#### [Aim of the exercise]
Turn the records below into a JSON list of strings with one string per line, skipping any blank lines.

#### [Data]
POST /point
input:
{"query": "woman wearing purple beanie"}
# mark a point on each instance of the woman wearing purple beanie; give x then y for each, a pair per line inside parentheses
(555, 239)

#### [Solution to this problem]
[
  "POST /point",
  "input:",
  "{\"query\": \"woman wearing purple beanie\"}",
  "# mark a point on each instance of the woman wearing purple beanie; give x then y for each, a pair per line inside parentheses",
  "(555, 239)"
]